Task directions:
Every record here needs to be written out again exactly.

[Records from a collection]
┌────────

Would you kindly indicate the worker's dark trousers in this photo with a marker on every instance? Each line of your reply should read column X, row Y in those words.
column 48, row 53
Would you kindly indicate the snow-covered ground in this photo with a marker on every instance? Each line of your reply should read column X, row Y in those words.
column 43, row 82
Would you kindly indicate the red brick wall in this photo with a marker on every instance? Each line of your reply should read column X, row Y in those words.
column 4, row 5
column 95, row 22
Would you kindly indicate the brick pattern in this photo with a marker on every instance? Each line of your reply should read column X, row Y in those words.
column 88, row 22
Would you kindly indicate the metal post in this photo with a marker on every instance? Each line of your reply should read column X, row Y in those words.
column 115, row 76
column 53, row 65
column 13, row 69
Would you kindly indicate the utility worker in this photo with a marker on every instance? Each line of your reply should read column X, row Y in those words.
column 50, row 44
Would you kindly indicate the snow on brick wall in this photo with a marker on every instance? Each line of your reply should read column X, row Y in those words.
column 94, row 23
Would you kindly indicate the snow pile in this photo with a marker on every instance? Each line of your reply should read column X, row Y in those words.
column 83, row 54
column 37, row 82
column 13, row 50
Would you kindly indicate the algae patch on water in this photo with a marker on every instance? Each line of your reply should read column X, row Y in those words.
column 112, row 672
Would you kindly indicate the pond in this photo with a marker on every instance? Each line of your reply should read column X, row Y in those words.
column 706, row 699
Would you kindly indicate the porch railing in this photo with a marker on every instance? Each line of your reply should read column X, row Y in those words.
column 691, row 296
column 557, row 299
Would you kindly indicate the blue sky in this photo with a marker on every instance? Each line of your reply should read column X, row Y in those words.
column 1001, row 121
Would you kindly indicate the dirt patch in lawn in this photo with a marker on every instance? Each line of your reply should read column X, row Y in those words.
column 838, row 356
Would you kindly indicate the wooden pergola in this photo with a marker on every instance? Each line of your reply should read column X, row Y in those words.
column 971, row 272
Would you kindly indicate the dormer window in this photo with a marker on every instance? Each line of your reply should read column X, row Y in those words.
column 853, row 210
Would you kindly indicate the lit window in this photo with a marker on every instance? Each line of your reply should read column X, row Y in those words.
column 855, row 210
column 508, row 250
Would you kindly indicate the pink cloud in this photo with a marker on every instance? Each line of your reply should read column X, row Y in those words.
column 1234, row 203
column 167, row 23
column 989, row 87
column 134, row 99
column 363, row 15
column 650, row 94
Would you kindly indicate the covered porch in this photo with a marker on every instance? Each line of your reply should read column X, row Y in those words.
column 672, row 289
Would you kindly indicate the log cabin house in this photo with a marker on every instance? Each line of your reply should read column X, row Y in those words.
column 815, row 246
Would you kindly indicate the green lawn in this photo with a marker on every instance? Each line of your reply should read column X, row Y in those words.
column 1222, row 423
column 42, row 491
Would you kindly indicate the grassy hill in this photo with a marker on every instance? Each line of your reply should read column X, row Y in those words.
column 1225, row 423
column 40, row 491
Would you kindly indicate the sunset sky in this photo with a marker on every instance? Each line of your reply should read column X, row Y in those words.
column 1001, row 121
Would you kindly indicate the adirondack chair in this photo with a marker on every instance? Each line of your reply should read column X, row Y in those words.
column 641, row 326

└────────

Exercise result:
Would you kindly indicate the worker's dark trousers in this photo with a marker on every instance? Each line of your reply should read column X, row Y in those words.
column 48, row 53
Would you kindly indicate the snow-covered ground in this photo with a marker on every instance? Each line of your reply should read column X, row Y in those words.
column 43, row 82
Would you kindly indicate the red brick wall in this photo with a marker on every instance? Each line of your reply should read column X, row Y in those words.
column 4, row 5
column 95, row 22
Would you kindly indicate the brick pattern in this photo with a marker on every instance? Each line of your reply should read column X, row Y in those words.
column 88, row 22
Would you kindly indicate the metal post in this photo with a marker on every instance? Each line of your reply should read column X, row Y in those words.
column 115, row 76
column 53, row 65
column 13, row 69
Would you kindly indicate the utility worker in this photo with a marker on every instance? Each line of your reply should read column X, row Y in those words.
column 50, row 44
Would you kindly indicate the snow on brick wall in this photo with a marker on every instance? Each line of your reply should read column X, row Y in those words.
column 94, row 23
Would you kindly indicate the snow pile in this photo with a marker on every instance? Each line of your reply should read column X, row Y in those words.
column 83, row 54
column 37, row 82
column 13, row 50
Would you kindly indicate the algae patch on water in this photo with a marker on every instance? Each line of your reply should read column X, row Y in those words.
column 112, row 672
Would you kindly indicate the pond in this photo with a marker on every instance? Each line of your reply should read column X, row Y in those words.
column 706, row 699
Would you kindly indicate the porch railing in this photo with a marker on every instance? Each line of your reply should read column X, row Y in those words.
column 691, row 296
column 557, row 299
Would you kindly indicate the blue sky in this photo with a marker on every instance? Each line of your reply should read column X, row Y in those words.
column 1001, row 121
Would you kindly indicate the dirt patch in lawn in this photo with a marker on every instance? Each line of your reply should read column X, row Y in those words.
column 838, row 356
Would you kindly indicate the wooden pergola in this photo with a marker on every instance? Each line of your reply should read column X, row Y in those words.
column 971, row 272
Would you kindly indicate the dormer window in this photo with a marker on every instance? Each line of your reply should read column X, row Y in those words.
column 853, row 210
Would you kindly indicate the lit window in this photo with a marker on every instance? Each line of your reply should read column X, row Y in those words.
column 855, row 210
column 508, row 250
Would you kindly indicate the pink cloud in this photo with a marker on every instance? Each line of your reply should read column X, row Y in those words.
column 1234, row 203
column 167, row 23
column 989, row 87
column 134, row 99
column 363, row 15
column 650, row 94
Would you kindly indicate the covered porch in this photo with a marker on every instance? Each line of your reply should read column X, row Y in those words.
column 672, row 289
Would you kindly indicate the log cabin house in this photo with a marker on every instance? Each line of your reply should read column X, row Y in those words.
column 815, row 246
Would you kindly indicate the green lawn in this photo with a marker on every instance? Each line of your reply should read column X, row Y in those words.
column 1222, row 423
column 42, row 491
Would you kindly indicate the grassy hill in this photo with a marker on every instance? Each line of your reply should read column X, row Y in those words.
column 1225, row 423
column 40, row 491
Would you kindly indicate the sunset sky in this photo with a marker on every instance? Each line of your reply should read column X, row Y in those words.
column 1001, row 121
Would you kindly indicate the adirondack chair in this photo with a marker on every instance? Each line of your reply should read column X, row Y in those words.
column 641, row 326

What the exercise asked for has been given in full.